- Excerpt to read:
========================================

The short answer is yes — and for most buyers the process is more straightforward than many expect. Foreign nationals of any nationality can purchase residential apartments in Warsaw without a government permit. The permit requirement that many buyers worry about applies only to standalone houses with individual land ownership and to agricultural and forestry land — not to standard apartments in multi-unit buildings, which represent the vast majority of Warsaw investment purchases.
This guide covers the complete legal framework, transaction costs and step-by-step process for foreign buyers in Warsaw, updated to reflect the most recent regulatory changes through early 2026.
Who can buy property in Warsaw?
The right to purchase property in Poland as a foreigner is governed by the Act of 24 March 1920 on the Acquisition of Real Estate by Foreign Nationals (ustawa o nabywaniu nieruchomości przez cudzoziemców). The rules differ significantly depending on nationality and property type — but for most Warsaw apartment purchases, the framework is simpler than buyers initially expect.
EU, EEA and Swiss citizens
Citizens and companies registered in EU member states, Iceland, Liechtenstein, Norway and Switzerland do not need any permit to purchase any type of real estate in Poland — including apartments, houses with land and commercial property. They have the same purchasing rights as Polish nationals, regardless of where the buyer's capital originates.
EU, EEA and Swiss nationals can buy any residential property in Warsaw — new-build or resale, apartment or house — with no government approval required. The purchase proceeds directly to the preliminary agreement and notarial deed.
UK citizens (post-Brexit)
Since 1 January 2021, UK nationals are treated as non-EU foreigners under Polish law. They follow the same permit procedure as other non-EEA nationals when purchasing property that involves individual land ownership. For standalone apartments — by far the most common purchase type in Warsaw — no permit is required, the same as all other non-EU buyers.
Non-EU nationals — the key distinction
Non-EEA nationals (US, UAE, Canadian, Ukrainian, and all others) can purchase the following property types without a Ministry of Interior permit:
- Standalone residential apartment in a multi-unit building — the most common Warsaw purchase
- Garage unit or share in a garage unit linked to housing needs
- Any property if the buyer holds a permanent residence permit and has lived in Poland for at least 5 years after obtaining it
- Property acquired as joint marital property by a non-EU spouse of a Polish citizen (with 2+ years permanent residence)

========================================

- Excerpted records:
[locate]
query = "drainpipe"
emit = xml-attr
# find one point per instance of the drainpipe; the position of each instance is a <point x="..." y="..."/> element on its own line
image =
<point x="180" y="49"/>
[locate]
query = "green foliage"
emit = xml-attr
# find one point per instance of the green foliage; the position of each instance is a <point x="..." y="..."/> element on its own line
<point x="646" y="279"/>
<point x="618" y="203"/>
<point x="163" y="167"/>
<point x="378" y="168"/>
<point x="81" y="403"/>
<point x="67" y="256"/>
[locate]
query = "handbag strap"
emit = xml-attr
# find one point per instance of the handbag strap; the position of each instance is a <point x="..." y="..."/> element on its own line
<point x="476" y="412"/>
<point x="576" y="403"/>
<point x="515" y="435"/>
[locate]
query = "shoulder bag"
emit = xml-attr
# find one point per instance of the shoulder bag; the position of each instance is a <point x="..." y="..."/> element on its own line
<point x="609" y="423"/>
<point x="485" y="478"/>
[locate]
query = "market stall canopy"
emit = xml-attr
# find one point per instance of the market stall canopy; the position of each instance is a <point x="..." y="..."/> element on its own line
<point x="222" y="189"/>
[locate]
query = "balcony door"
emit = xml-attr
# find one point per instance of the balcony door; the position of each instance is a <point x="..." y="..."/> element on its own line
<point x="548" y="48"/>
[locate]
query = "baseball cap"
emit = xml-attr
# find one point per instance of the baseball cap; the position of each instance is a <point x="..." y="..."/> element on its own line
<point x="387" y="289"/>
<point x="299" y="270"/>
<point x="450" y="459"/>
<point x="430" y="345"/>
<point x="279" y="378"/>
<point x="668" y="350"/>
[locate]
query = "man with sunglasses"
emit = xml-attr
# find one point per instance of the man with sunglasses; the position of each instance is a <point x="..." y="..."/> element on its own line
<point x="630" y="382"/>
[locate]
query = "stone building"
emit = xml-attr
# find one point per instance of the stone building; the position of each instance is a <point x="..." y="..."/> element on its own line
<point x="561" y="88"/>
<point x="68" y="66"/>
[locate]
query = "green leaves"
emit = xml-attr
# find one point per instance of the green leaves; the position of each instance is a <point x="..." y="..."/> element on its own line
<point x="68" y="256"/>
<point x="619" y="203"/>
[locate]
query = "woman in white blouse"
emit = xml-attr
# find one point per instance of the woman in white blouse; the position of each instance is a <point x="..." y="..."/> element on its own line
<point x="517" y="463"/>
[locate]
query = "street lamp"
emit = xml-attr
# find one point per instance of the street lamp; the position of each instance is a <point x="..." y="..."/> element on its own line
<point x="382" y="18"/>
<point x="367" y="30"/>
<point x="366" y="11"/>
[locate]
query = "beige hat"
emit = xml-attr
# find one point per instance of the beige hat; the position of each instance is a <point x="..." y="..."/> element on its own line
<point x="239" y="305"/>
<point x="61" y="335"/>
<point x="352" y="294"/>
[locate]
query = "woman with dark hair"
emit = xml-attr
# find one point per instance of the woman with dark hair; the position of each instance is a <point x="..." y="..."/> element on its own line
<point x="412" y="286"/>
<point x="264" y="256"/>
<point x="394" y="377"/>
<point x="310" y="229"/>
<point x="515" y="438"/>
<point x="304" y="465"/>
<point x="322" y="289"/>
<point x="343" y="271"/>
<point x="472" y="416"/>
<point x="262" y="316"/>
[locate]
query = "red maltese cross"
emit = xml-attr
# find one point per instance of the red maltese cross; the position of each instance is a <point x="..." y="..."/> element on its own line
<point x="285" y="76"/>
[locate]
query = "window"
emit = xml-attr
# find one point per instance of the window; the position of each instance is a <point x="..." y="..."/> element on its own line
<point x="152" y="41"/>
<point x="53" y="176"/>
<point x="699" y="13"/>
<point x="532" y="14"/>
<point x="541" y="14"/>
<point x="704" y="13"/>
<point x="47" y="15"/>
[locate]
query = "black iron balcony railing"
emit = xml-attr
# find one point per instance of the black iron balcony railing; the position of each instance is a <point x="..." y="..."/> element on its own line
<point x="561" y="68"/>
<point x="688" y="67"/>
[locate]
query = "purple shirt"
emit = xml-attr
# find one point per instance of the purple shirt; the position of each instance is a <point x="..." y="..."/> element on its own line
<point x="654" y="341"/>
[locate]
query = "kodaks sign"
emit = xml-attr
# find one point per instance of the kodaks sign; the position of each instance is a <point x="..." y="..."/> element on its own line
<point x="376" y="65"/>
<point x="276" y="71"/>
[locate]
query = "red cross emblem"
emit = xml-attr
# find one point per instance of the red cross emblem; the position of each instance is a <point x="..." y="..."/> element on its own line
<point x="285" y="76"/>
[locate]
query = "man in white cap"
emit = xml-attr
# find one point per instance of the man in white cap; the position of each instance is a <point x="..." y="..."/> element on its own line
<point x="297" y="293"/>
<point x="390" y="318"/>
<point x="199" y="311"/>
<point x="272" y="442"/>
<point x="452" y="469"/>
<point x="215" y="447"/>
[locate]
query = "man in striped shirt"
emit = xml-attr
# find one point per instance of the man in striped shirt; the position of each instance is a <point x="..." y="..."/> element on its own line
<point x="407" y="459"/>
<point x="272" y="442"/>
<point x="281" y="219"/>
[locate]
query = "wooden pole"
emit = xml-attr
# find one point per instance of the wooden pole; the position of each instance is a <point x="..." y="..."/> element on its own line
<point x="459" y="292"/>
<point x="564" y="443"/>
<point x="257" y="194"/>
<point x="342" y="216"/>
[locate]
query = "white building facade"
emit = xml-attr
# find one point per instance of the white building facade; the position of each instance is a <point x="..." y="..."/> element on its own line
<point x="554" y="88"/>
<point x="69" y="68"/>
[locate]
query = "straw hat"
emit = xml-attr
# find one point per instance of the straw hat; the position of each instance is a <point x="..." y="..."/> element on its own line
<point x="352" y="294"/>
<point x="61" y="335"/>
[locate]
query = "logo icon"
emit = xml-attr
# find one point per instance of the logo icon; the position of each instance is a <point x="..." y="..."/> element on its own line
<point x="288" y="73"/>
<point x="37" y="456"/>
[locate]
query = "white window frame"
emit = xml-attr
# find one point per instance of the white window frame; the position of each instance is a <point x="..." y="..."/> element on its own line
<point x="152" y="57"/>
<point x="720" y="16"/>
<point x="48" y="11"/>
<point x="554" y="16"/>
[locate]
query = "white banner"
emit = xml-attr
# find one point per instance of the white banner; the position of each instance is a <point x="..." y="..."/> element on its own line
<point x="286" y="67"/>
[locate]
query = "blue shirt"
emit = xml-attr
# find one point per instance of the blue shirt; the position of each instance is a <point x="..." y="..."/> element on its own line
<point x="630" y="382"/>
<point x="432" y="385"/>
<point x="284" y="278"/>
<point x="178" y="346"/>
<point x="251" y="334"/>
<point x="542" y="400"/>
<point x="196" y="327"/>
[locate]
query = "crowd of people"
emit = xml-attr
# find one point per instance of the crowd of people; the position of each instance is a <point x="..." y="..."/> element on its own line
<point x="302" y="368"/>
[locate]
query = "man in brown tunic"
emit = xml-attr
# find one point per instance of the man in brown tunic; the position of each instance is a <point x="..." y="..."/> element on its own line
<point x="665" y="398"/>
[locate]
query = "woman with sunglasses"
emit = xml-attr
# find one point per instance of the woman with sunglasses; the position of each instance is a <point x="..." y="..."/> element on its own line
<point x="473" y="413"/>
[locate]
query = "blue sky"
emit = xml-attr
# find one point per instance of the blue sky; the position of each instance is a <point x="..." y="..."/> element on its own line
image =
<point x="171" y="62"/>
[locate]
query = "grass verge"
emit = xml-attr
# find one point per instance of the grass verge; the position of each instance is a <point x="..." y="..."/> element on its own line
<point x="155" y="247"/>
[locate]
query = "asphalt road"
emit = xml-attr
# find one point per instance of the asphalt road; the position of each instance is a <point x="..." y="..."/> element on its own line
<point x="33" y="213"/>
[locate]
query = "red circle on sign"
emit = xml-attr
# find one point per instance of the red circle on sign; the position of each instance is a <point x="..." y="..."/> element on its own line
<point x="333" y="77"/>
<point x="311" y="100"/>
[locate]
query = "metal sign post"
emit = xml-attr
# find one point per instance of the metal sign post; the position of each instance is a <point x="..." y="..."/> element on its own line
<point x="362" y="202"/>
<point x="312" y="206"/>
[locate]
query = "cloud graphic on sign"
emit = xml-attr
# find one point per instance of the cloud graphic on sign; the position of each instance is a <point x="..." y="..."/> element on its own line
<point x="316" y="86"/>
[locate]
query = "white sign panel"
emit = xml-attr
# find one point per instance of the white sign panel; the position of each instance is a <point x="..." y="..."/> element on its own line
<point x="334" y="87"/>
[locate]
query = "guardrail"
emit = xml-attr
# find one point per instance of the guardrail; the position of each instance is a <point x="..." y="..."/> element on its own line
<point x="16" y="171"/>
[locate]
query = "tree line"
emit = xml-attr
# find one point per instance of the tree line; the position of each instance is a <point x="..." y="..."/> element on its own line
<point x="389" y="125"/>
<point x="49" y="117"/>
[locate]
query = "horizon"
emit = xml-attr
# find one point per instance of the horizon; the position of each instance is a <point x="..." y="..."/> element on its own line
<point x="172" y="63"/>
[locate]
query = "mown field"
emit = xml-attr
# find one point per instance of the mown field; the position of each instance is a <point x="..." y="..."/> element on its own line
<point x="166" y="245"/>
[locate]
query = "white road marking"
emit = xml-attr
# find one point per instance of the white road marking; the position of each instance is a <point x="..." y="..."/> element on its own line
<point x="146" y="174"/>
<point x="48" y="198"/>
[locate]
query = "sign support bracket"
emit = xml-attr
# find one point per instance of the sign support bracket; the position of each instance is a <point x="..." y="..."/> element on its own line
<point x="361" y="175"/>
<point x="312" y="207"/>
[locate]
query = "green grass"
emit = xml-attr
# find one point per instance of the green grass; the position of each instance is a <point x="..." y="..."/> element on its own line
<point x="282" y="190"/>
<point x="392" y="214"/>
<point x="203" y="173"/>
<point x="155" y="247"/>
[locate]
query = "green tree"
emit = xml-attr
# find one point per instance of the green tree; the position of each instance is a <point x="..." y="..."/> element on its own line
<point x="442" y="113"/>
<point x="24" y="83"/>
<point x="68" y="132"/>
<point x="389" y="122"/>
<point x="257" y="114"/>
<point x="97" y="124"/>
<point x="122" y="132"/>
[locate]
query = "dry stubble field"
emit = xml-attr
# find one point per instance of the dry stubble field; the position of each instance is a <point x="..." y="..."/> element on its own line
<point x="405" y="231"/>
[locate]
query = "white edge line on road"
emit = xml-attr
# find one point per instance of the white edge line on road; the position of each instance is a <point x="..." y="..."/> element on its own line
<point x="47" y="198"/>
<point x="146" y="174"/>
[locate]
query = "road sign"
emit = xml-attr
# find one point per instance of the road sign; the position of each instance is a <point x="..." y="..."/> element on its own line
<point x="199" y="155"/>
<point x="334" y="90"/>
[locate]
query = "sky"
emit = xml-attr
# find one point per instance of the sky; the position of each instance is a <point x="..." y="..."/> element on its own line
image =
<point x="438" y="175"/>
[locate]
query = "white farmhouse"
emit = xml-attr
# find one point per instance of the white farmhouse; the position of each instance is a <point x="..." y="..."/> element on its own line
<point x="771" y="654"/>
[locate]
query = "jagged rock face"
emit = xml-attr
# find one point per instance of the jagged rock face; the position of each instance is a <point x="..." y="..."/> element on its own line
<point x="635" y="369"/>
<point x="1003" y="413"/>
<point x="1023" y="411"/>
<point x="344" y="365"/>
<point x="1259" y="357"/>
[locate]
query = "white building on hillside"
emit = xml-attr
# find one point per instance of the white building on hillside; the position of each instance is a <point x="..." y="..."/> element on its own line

========================================

- Aim:
Continue the guide on foreign buyers purchasing property in Warsaw from its last line.

- The output:
- Standalone house where the buyer acquires individual ownership of the land beneath it
- Vacant residential or commercial land plot
- Any property involving individual land title (perpetual usufruct or ownership)
- Agricultural and forestry land — additional restrictions apply for all foreigners
When a non-EU national buys a Warsaw apartment that includes a share in the common building land (udział w gruncie), no separate permit is required. This land share is inseparably attached to the residential unit and treated as part of the apartment purchase. The permit requirement applies only to individually owned land — not to the shared building land that comes with every Warsaw apartment.
Legal and advisory coordination — a non-negotiable part of any Warsaw purchase for foreign buyers
The MSWiA permit — when it is needed and how it works
When a permit is required, the application is submitted to the Minister of Interior and Administration (MSWiA) through the Department of Permits and Concessions in Warsaw. The permit is an administrative decision that must be obtained before the notarial deed is signed.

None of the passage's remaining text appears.